出典本文
織田さんも、しばしばクライアントから「果たして年金は出るのでしょうか?」「どれくらいもらえるのでしょうか?」と聞かれることが多いのだとか。

もちろん、国もぼんやりしているわけではありません。

「このままでは、年金の財源が枯渇してしまう」「現役世代の負担が大きくなってしまう」というので、2004年に導入されたのが、マクロ経済スライドという仕組みでした。

マクロ経済スライドとは、毎年、改訂される年金給付額の改定率を調整することで、給付額の増加を抑え、現役世代の負担を軽減しようというものです。ところが、この仕組みはデフレ下では発動しないため、実際に発動したのは2015年度、2019年度、2020年度の3回だけとなっています。

厚生労働省は、2014年に財政検証を行った際に、「万一、このまま経済再生が実現しなかった場合、今のままでは所得代替率が35~37%程度に低下する可能性がある」ということを発表しています。法律で「所得代替率50%を上回るようにする」としているにもかかわらず、です。

所得代替率とは、現役男性の平均手取り収入に対する、夫婦の年金額の比率のこと。たとえば2014年の現役男性の手取り収入34.8万円に対して、厚生年金の標準的な年金受給世帯の年金額は21.8万円、所得代替率は62.7%でした。

つまり、仮に制度が上手く機能したとしても、「年金は所得代替率の50%程度しか出ない」ということになります。たとえば、2014年の所得代替率が50%だったとすると、年金給付額は17.4万円になるということです。この金額で、老夫婦2人が生活していくのは、なかなか厳しいのではないでしょうか。

ですから、「今から老後に対する備えをしておく必要がある」と織田さんは言います。私も、まったく同じ意見です。

「年金制度は毎年のように改正されており、このままいくと、いくらもらえるのか分からない状態です。老後になって、アテにしていたお金が入らなくて困るよりは、ひとまず年金のことはないものと思って、資産形成を行うことが重要なのではないでしょうか。その老後資金をつくるための手段の1つが、投資なのです」(織田さん談)

課題用の資料
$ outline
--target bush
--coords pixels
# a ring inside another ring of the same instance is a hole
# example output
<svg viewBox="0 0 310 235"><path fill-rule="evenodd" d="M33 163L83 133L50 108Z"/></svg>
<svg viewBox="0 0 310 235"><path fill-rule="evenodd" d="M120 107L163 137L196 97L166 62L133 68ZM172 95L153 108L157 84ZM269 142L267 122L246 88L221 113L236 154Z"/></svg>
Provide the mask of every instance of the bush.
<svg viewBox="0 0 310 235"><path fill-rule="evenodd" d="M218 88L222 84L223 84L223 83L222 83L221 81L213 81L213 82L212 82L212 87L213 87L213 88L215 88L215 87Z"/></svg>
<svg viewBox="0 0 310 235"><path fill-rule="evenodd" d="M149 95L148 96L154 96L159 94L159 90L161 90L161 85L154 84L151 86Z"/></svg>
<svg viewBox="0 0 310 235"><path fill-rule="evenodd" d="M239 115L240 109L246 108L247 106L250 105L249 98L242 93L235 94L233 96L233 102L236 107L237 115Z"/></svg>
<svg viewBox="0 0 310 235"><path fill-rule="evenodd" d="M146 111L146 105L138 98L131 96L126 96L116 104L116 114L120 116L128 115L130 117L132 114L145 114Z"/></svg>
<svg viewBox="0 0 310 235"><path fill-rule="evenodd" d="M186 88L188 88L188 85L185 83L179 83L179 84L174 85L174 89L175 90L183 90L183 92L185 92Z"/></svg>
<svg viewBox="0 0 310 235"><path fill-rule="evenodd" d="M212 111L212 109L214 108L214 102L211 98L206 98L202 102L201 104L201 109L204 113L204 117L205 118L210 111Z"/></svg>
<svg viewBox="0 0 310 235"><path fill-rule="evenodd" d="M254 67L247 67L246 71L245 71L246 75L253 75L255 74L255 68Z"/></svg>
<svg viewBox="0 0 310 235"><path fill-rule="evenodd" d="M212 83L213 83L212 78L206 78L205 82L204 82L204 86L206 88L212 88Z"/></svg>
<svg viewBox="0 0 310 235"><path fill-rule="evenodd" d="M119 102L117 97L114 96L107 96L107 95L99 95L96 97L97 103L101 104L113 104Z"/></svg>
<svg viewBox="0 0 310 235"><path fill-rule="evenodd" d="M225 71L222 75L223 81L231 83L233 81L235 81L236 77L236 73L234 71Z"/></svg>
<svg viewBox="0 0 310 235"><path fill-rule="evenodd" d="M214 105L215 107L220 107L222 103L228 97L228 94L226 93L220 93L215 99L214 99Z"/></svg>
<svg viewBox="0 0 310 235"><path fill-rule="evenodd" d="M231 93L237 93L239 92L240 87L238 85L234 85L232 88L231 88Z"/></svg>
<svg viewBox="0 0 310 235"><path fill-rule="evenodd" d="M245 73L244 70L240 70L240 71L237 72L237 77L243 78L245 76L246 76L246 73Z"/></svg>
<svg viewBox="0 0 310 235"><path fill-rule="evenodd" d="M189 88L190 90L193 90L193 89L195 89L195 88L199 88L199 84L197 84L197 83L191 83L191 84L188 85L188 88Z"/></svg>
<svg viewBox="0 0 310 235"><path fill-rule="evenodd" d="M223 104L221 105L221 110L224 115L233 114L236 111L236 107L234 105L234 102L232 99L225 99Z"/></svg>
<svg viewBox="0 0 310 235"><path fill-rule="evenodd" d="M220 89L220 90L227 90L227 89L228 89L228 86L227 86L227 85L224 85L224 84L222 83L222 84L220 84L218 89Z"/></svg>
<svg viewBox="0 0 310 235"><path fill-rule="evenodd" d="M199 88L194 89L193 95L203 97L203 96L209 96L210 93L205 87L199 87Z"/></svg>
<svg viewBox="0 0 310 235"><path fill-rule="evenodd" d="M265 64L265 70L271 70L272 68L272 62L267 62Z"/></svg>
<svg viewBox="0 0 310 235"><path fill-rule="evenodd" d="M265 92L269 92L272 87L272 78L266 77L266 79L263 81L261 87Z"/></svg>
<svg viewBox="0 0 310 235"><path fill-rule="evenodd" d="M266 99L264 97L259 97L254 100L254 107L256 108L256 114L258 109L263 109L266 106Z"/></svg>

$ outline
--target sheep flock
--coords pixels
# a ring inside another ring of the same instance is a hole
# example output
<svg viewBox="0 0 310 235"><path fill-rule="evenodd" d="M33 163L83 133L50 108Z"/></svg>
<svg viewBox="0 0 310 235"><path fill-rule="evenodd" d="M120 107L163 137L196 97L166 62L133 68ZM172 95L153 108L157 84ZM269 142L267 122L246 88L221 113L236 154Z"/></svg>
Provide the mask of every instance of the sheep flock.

記述課題 1
データ行の先頭から「Provide the mask of every instance of the bush.」を含む行までを、両端の行も含めて一字一句そのまま書き写してください。
記述課題 2
年金制度と老後の備えについての本文を、最後の文の後から書き継ぐこと。
データ行は本文と関係がない。

課題の解答 1
$ outline
--target bush
--coords pixels
# a ring inside another ring of the same instance is a hole
# example output
<svg viewBox="0 0 310 235"><path fill-rule="evenodd" d="M33 163L83 133L50 108Z"/></svg>
<svg viewBox="0 0 310 235"><path fill-rule="evenodd" d="M120 107L163 137L196 97L166 62L133 68ZM172 95L153 108L157 84ZM269 142L267 122L246 88L221 113L236 154Z"/></svg>
Provide the mask of every instance of the bush.

課題の解答 2
すでに、2015年より公務員や教職員などの共済年金も厚生年金に統一され、他にも、短時間労働者への厚生年金の適用拡大や、年金受給開始年齢の後ろ倒しなど、とにかく国はあらゆる手段を使って、年金制度の延命を図っている状態です。

【参考文献】『図解年金のしくみ(第6版)年金制度の問題点を理解するための論点40』(みずほ総合研究所、2015年、東洋経済新報社)、日経新聞Web版、厚労省HPほか

加速する“大増税社会”

増え続ける年金を含め、社会保障費には、当然ながら税金が投入されています。2012年に、当時5%だった消費税を「2014年から8%にする」ことが決まりましたが、その増税した分の中から、基礎年金の国庫負担を2分の1にすることが恒久化されました。

社会保障費を税金で賄っている当然の帰結として、日本では増税が相次いでいますが、それだけではありません。

2019年、IMF(国際通貨基金)が日本経済について分析した報告書を発表しました。その中で、「増大し続ける社会保障費を賄うために、2030年までに消費税を15%に上げる必要がある」と明記。さらに「2050年までには20%にすべきだ」と結論づけられています。
※参考:日本の消費税、2030年までに15%に IMFが報告書 – 日本経済新聞(2019年11月25日配信)

消費税に関しては、2019年より軽減税率を除いて10%に引き上げられたことは、ご存じの通りです。

他にも、2015年には相続税が増税された上に、課税対象者も増え、2019年には出国税が設けられました。2020年も、年収850万円以上の人の所得税が、一部の人を除いて増税となるなど、近年の日本は、まさに“増税ラッシュ”さながらの状況になっています。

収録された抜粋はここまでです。